◆ About this exercise ◆
Please give back the listing below word for word, without the images.

◆ Data for this task ◆
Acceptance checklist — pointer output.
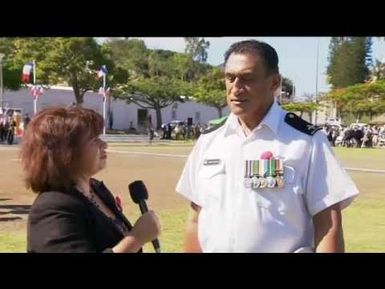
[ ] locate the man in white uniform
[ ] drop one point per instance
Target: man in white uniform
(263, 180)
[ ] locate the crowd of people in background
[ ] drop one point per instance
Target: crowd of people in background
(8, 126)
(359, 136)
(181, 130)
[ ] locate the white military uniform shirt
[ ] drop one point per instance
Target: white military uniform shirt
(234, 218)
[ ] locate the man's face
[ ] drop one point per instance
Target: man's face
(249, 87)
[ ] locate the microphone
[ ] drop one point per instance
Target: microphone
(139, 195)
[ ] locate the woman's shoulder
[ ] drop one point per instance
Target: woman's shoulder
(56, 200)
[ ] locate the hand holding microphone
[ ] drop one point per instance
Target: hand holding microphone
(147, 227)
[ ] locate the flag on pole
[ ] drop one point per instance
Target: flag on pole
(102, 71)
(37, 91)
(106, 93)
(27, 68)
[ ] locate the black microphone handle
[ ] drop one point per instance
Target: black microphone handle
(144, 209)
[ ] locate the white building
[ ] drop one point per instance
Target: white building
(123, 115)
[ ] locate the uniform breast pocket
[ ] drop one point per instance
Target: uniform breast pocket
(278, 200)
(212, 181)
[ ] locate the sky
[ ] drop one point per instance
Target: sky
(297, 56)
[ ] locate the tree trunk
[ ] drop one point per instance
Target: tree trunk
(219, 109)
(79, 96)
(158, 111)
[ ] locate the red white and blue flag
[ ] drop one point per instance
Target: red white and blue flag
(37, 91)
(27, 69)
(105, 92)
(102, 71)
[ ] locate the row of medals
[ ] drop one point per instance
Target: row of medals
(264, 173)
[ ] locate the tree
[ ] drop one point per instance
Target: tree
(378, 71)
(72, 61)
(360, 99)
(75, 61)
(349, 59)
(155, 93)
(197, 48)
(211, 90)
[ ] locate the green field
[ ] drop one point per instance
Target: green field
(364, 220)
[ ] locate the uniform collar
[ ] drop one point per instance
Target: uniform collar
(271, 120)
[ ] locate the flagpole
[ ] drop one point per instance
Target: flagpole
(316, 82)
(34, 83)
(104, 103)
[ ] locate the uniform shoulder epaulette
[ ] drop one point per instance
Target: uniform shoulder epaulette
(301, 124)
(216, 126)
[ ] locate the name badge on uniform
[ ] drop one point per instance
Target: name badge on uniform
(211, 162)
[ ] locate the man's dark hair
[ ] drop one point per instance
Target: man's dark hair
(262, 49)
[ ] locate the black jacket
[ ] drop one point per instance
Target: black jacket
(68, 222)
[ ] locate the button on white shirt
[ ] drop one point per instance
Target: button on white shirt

◆ Expected answer ◆
Acceptance checklist — pointer output.
[ ] locate the man in white uniform
[ ] drop one point per instance
Target: man in white uniform
(263, 180)
[ ] locate the crowd of people in background
[ ] drop one point per instance
Target: crowd of people in background
(8, 126)
(359, 136)
(181, 130)
[ ] locate the white military uniform shirt
[ ] drop one point per instance
Target: white military uniform shirt
(234, 218)
[ ] locate the man's face
[ ] drop one point per instance
Target: man's face
(249, 87)
[ ] locate the microphone
[ ] drop one point per instance
Target: microphone
(139, 195)
[ ] locate the woman's shoulder
[ ] drop one point per instance
Target: woman's shoulder
(56, 200)
[ ] locate the hand holding microphone
[ ] drop one point per instance
Target: hand holding microphone
(147, 227)
[ ] locate the flag on pole
[ ] drop one point per instance
Target: flag on pole
(102, 71)
(37, 91)
(106, 93)
(27, 68)
[ ] locate the black microphone handle
[ ] drop one point per instance
Target: black microphone handle
(144, 209)
[ ] locate the white building
[ ] drop one point per instance
Target: white building
(123, 115)
[ ] locate the uniform breast pocket
[ ] drop one point per instance
Target: uniform breast pocket
(278, 200)
(212, 181)
[ ] locate the sky
[ ] drop one point per instance
Target: sky
(297, 56)
[ ] locate the tree trunk
[ ] drop one point per instance
Target: tree trunk
(219, 109)
(79, 96)
(158, 111)
[ ] locate the red white and blue flag
[ ] drop one point per instance
Target: red white and blue flag
(37, 91)
(27, 69)
(105, 92)
(102, 71)
[ ] locate the row of medals
[ ] drop one point per instance
Target: row of medals
(264, 173)
[ ] locate the tree
[ ] drop one point per instance
Target: tree
(378, 71)
(72, 61)
(360, 99)
(75, 61)
(349, 59)
(155, 93)
(197, 48)
(211, 90)
[ ] locate the green field
[ ] drop one point per instance
Target: green field
(364, 220)
[ ] locate the uniform collar
[ ] drop one point per instance
Target: uniform collar
(271, 120)
[ ] locate the flagpole
[ ] drop one point per instance
Target: flagpole
(316, 82)
(34, 83)
(104, 103)
[ ] locate the uniform shoulder epaulette
[ ] drop one point per instance
Target: uniform shoulder epaulette
(301, 124)
(216, 126)
[ ] locate the name badge on uniform
[ ] drop one point per instance
Target: name badge on uniform
(211, 162)
[ ] locate the man's dark hair
[ ] drop one point per instance
Target: man's dark hair
(262, 49)
[ ] locate the black jacket
[ ] drop one point per instance
Target: black jacket
(68, 222)
[ ] locate the button on white shirt
[ ] drop one point per instance
Target: button on white shirt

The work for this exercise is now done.